↓↓↓

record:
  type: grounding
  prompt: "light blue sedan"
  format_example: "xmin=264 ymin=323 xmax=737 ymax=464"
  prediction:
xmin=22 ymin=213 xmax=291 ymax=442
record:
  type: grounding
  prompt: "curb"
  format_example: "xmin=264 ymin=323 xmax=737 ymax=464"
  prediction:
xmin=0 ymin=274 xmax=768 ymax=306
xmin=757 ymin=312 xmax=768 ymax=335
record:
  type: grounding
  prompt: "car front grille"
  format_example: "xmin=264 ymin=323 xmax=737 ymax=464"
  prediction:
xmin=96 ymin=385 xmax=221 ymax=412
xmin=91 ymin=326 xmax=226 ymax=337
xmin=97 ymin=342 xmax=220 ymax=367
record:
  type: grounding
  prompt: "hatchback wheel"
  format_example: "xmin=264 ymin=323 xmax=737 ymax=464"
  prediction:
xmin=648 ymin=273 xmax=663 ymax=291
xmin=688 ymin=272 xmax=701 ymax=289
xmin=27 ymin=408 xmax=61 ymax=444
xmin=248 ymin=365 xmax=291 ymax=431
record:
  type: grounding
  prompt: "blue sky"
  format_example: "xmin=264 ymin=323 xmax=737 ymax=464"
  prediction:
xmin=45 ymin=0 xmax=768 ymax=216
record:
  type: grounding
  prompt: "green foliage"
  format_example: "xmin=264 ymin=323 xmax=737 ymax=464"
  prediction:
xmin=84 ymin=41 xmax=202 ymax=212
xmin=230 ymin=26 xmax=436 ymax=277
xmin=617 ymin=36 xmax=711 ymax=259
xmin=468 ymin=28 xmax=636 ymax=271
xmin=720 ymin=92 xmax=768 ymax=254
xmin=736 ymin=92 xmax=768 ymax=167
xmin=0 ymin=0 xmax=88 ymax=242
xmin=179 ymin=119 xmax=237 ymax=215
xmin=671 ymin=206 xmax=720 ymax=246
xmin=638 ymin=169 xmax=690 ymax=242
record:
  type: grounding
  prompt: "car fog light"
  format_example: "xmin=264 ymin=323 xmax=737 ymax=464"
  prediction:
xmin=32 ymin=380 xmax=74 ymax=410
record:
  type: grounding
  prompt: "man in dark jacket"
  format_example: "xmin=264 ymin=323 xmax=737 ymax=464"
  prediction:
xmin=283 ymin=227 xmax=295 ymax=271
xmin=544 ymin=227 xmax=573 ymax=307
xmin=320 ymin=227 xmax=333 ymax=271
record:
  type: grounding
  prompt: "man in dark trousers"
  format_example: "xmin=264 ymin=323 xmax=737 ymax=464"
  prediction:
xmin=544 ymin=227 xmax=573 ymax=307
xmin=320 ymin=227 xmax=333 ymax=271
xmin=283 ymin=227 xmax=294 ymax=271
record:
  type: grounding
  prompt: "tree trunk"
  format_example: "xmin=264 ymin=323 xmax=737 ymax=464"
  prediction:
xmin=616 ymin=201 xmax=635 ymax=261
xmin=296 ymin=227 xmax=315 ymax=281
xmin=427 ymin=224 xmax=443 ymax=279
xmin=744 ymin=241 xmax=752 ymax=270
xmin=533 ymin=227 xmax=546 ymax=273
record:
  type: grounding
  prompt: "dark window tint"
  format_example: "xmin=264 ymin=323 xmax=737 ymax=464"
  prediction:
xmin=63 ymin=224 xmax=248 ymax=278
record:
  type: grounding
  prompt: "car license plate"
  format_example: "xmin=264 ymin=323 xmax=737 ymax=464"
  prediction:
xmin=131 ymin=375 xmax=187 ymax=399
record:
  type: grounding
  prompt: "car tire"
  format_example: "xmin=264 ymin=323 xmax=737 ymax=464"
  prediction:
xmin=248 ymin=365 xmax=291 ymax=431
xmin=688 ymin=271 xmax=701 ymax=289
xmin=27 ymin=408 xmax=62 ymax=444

↑↑↑

**Task directions**
Copy out every line above that contains the word "blue".

**Solution to this problem**
  prompt: "light blue sedan"
  prompt: "blue sky"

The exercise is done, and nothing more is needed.